Дело в том, что там, где имеет смысл говорить о «сюжете», — на уровне «стиля», — сам вопрос, образующий сюжет, оказывается невозможным. Эстетическое «снимает» этическое. Говоря от первого лица, мы синхронизируем письмо и переживаемое событие, но в том случае, который описывает Бар­скова в новелле «Персефонина роща», это невозможно: нельзя одновремен­но выстра­ивать и композиционно завершать «историю» и решать лежащий в ее основе этический вопрос. «Повествование» как «история», имеющее начало, середину и конец, если речь идет о событии боли, невозможно. Оно превра­щается в метатекст о такой невозможности. Повествование оказы­вается возможно только как метатекст. «Он», близкое к «ты», предполага­ет именно посту­почное, этическое отношение. Повествование же строится на жест­ком отделе­нии повествующего от повествуемого: третье лицо «исто­рии» — абсолютно.

И тогда вполне логично, что это третье лицо появляется в новелле «Листодер». Поскольку герои — писатели, то есть, по определению, люди, занимающие по отношению к миру позицию внеэтическую, позицию «неразличения»[12], повествовать о них — значит повествовать не об этическом, а именно об эстетическом. Этот момент перехода от «ты» к «он» зафиксирован в тексте о Бианки: «И я, до этого самого момента бывшая с тобой в жеманных отно­шениях расстояния почти-тель-ной возвышенности, наклоняюсь, чтобы вылизать эти кровавые идиотские разбитые огромные пальцы. Преодолевая пьяное удивление, ты наставительно мне говоришь: “Все это не повод, чтобы переходить на ТЫ”». И далее следует реплика рассказчицы «притворюсь-ка я льдом» [Барскова 2014: 117].

И начинается повествование о писателях Бианки и Шварце, «настоящее», отстраняющееся и «сухое», повествование в третьем лице. Это повествование об их блокадной писательской неудаче, о том, как и тот и другой пытались «писа­ть блокаду», но метод «ломался» о материал. Бианки «не может найти прямые слова (отчего, вероятно, впоследствии и заболевает) и воссоздает метафорически, мертвый город оживает, притворяется живым — как музей­ная диорама. <…> Не разобрать, где мертвое, где живое, где носатая обезьяна, где преувеличенная дистрофией уродливая блокадная душа» [Барскова 2014: 128—129].
- - - -
* ПИСЬМЕННОЕ ЗАДАНИЕ *
Определите, согласуется ли каждое утверждение с текстом о новеллах Барсковой. Ответьте «да» или «нет» и подтвердите ответ точной цитатой из текста.
1. Третье лицо появляется в новелле «Листодер».
2. Герои новеллы «Листодер» — художники.
3. Повествование о Бианки и Шварце ведется от первого лица.
- - - -
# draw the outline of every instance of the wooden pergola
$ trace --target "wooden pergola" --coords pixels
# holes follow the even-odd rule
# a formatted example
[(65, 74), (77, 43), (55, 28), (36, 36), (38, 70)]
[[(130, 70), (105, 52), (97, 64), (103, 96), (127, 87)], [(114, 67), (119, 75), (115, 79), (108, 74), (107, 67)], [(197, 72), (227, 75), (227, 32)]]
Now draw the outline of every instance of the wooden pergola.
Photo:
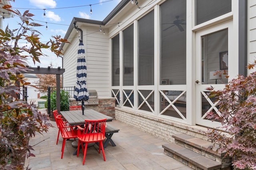
[[(29, 67), (27, 66), (27, 67)], [(27, 72), (21, 72), (20, 73), (56, 75), (56, 108), (59, 113), (60, 111), (60, 74), (65, 72), (65, 69), (60, 68), (60, 67), (57, 68), (51, 68), (50, 66), (47, 68), (40, 68), (40, 66), (38, 66), (37, 67), (29, 68), (31, 70)]]

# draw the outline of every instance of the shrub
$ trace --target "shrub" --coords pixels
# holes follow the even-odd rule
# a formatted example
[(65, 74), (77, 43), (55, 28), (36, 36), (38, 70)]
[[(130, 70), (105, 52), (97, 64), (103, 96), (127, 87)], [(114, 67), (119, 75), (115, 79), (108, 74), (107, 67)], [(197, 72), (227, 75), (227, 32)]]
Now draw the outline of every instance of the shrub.
[[(68, 92), (64, 90), (60, 90), (60, 111), (66, 111), (69, 110), (68, 98), (70, 97)], [(53, 91), (51, 94), (51, 109), (56, 110), (56, 92)]]
[(213, 90), (208, 96), (216, 98), (220, 113), (211, 111), (207, 117), (220, 122), (222, 125), (219, 127), (229, 135), (214, 129), (208, 129), (206, 135), (210, 141), (217, 144), (218, 150), (226, 150), (236, 168), (256, 169), (256, 82), (254, 72), (246, 77), (238, 75), (223, 90), (215, 91), (212, 87), (207, 89)]

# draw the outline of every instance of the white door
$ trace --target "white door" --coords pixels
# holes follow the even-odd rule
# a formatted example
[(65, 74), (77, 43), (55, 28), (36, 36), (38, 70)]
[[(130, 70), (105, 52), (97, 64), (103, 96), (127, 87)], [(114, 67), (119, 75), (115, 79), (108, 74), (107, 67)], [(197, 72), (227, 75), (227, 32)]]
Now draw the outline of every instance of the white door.
[(228, 70), (228, 51), (230, 49), (229, 37), (232, 30), (232, 22), (214, 25), (196, 33), (196, 123), (211, 127), (220, 126), (206, 117), (206, 113), (212, 111), (218, 114), (218, 101), (209, 98), (206, 88), (212, 86), (215, 90), (223, 89), (228, 79), (214, 76), (216, 71)]

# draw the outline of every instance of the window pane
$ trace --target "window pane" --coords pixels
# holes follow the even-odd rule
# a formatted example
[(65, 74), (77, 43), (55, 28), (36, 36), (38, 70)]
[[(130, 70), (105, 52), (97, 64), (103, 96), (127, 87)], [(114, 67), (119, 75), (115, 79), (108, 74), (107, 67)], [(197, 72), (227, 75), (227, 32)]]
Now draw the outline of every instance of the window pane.
[(152, 93), (152, 90), (140, 90), (140, 92), (142, 94), (138, 93), (139, 109), (151, 112), (154, 111), (154, 93)]
[[(202, 37), (202, 84), (226, 84), (228, 79), (222, 74), (228, 72), (228, 29)], [(218, 71), (219, 75), (214, 75)]]
[(196, 0), (196, 25), (231, 11), (231, 0)]
[(169, 0), (160, 6), (160, 84), (186, 83), (186, 0)]
[(154, 11), (140, 19), (138, 27), (138, 85), (154, 85)]
[(112, 39), (112, 86), (119, 86), (119, 34)]
[(123, 31), (124, 86), (133, 86), (133, 24)]
[(133, 91), (131, 90), (124, 90), (124, 93), (123, 93), (123, 94), (124, 96), (123, 105), (130, 107), (133, 107), (134, 106)]
[(160, 94), (162, 115), (185, 119), (186, 116), (186, 93), (180, 90), (162, 90)]

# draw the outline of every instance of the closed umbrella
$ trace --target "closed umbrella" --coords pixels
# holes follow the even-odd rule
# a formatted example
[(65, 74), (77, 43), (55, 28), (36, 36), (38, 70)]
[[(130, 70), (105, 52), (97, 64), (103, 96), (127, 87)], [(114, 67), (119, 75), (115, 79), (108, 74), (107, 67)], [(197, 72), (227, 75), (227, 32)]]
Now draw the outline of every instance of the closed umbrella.
[(89, 100), (89, 95), (86, 87), (86, 65), (85, 53), (83, 42), (80, 41), (78, 51), (77, 66), (76, 67), (76, 86), (74, 94), (76, 100), (82, 101), (82, 109), (84, 114), (84, 101)]

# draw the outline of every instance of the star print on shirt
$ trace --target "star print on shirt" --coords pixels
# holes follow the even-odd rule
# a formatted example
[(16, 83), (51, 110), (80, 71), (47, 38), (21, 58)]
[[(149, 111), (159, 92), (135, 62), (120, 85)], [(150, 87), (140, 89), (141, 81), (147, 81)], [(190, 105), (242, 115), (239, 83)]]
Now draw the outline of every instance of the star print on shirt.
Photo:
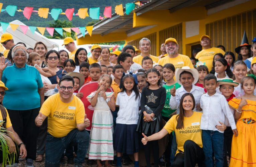
[(146, 97), (148, 98), (148, 103), (152, 102), (154, 103), (156, 103), (156, 99), (158, 98), (158, 97), (154, 96), (153, 92), (150, 96), (147, 96)]

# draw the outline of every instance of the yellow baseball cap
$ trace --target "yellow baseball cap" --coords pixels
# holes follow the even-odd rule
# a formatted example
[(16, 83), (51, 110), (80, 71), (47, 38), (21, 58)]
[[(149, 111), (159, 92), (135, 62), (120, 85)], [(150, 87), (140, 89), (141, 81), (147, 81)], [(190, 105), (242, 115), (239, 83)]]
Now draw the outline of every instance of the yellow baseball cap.
[(2, 81), (0, 80), (0, 87), (3, 88), (4, 90), (6, 91), (8, 90), (8, 88), (5, 87), (5, 86), (4, 85), (4, 84)]
[(201, 37), (201, 38), (200, 38), (200, 41), (202, 40), (202, 39), (204, 37), (206, 37), (209, 39), (210, 40), (211, 40), (211, 38), (210, 38), (210, 37), (209, 36), (207, 35), (203, 35)]
[(135, 52), (138, 52), (138, 53), (141, 53), (141, 50), (137, 49), (137, 48), (136, 47), (136, 46), (133, 46), (133, 47), (134, 48), (134, 49), (135, 49)]
[(169, 42), (173, 42), (177, 45), (178, 44), (178, 42), (177, 42), (177, 41), (176, 40), (176, 39), (174, 38), (169, 38), (166, 39), (165, 42), (164, 42), (164, 44), (166, 45), (166, 43)]
[(62, 46), (63, 46), (64, 45), (67, 45), (70, 42), (73, 42), (74, 39), (71, 37), (66, 37), (64, 39), (64, 42), (63, 44), (62, 44)]
[(92, 50), (92, 49), (96, 49), (96, 48), (99, 48), (101, 49), (101, 47), (100, 47), (100, 46), (99, 45), (95, 44), (92, 45), (92, 47), (91, 48), (91, 50)]
[(0, 40), (0, 43), (3, 43), (7, 40), (12, 39), (13, 37), (12, 34), (10, 33), (4, 33), (1, 36), (1, 40)]

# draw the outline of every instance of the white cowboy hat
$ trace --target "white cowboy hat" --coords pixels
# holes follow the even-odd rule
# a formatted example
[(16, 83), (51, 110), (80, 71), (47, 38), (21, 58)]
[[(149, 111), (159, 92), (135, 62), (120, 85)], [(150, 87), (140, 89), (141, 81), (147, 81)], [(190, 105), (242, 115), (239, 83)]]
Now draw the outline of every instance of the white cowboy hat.
[(177, 68), (175, 71), (175, 77), (176, 77), (176, 80), (178, 84), (181, 85), (182, 85), (180, 81), (180, 75), (184, 71), (191, 72), (193, 75), (193, 77), (194, 78), (194, 81), (192, 83), (193, 85), (195, 85), (197, 82), (199, 74), (196, 69), (194, 68), (190, 68), (188, 66), (184, 66), (181, 68)]

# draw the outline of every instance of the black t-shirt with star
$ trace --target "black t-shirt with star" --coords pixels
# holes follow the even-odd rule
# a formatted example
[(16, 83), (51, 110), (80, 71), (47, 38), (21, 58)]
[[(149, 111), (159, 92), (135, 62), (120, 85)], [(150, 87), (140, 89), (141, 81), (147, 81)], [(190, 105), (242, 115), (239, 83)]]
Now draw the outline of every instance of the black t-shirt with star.
[(158, 89), (151, 90), (147, 87), (142, 89), (141, 100), (142, 112), (146, 111), (145, 105), (156, 109), (154, 113), (156, 116), (161, 114), (165, 102), (166, 92), (165, 88), (161, 87)]

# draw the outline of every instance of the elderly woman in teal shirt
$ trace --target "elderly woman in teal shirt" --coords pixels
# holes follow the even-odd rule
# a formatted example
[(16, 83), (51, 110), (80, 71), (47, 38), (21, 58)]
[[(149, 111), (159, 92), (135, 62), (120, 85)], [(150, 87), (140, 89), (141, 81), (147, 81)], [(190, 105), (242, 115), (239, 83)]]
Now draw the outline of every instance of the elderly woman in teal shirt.
[(44, 101), (43, 84), (38, 71), (26, 63), (28, 55), (24, 46), (14, 46), (12, 56), (14, 63), (11, 66), (6, 67), (4, 58), (0, 61), (0, 78), (9, 88), (3, 104), (13, 129), (26, 145), (26, 166), (32, 166), (38, 129), (34, 120)]

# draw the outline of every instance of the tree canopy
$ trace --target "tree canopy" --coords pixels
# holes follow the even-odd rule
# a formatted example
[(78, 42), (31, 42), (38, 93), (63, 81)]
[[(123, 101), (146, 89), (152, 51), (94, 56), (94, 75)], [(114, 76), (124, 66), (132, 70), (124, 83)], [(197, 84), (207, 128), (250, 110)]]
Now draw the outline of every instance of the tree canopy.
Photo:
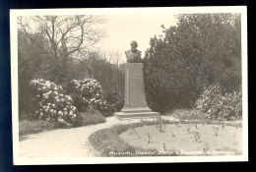
[(155, 35), (144, 58), (146, 96), (159, 111), (191, 107), (205, 87), (223, 92), (241, 85), (239, 14), (181, 14), (177, 25)]

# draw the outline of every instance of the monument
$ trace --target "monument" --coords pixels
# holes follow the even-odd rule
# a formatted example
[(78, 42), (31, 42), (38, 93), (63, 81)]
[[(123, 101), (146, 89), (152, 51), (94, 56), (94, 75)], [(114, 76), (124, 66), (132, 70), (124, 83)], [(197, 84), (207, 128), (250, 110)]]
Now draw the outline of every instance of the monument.
[(159, 112), (153, 112), (147, 105), (143, 80), (143, 64), (141, 51), (137, 50), (136, 41), (131, 42), (131, 50), (125, 51), (127, 64), (125, 68), (125, 93), (124, 107), (114, 116), (122, 120), (124, 118), (149, 118), (160, 116)]

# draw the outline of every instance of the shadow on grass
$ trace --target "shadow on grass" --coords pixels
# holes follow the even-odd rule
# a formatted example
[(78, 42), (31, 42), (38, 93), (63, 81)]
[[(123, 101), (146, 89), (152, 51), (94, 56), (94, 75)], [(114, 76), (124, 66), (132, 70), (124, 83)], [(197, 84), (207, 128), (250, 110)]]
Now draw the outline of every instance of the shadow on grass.
[[(162, 124), (175, 124), (175, 121), (162, 119)], [(159, 125), (158, 121), (146, 121), (146, 126)], [(219, 121), (209, 121), (208, 124), (219, 124)], [(226, 126), (235, 126), (233, 123), (226, 123)], [(177, 156), (181, 155), (178, 150), (170, 149), (160, 151), (157, 149), (146, 149), (132, 146), (119, 138), (123, 132), (131, 128), (143, 127), (143, 123), (133, 123), (114, 125), (107, 129), (102, 129), (89, 136), (90, 143), (99, 152), (100, 156)], [(242, 127), (241, 125), (238, 127)]]

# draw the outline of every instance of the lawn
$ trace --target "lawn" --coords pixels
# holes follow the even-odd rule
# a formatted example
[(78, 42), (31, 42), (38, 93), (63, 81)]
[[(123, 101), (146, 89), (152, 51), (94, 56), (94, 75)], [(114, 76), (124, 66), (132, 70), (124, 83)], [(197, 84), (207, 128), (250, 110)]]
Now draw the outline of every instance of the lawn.
[(242, 154), (241, 124), (228, 122), (223, 128), (219, 121), (203, 124), (196, 116), (185, 121), (147, 120), (115, 125), (95, 132), (89, 141), (100, 156)]
[[(219, 151), (231, 151), (234, 154), (242, 152), (242, 129), (225, 126), (224, 130), (220, 125), (197, 125), (190, 127), (189, 124), (176, 127), (174, 124), (164, 125), (162, 132), (156, 126), (138, 127), (122, 133), (119, 137), (131, 146), (141, 146), (144, 149), (157, 149), (160, 151), (178, 150), (180, 155), (191, 153), (198, 155), (205, 153), (217, 154)], [(214, 128), (219, 129), (219, 133)], [(150, 139), (150, 142), (149, 142)], [(206, 150), (206, 149), (205, 149)], [(221, 153), (221, 152), (220, 152)]]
- - - -
* ВЫПОЛНЕННОЕ УПРАЖНЕНИЕ *
1. Да: «это третье лицо появляется в новелле „Листодер“».
2. Нет: «Поскольку герои — писатели».
3. Нет: «повествование в третьем лице».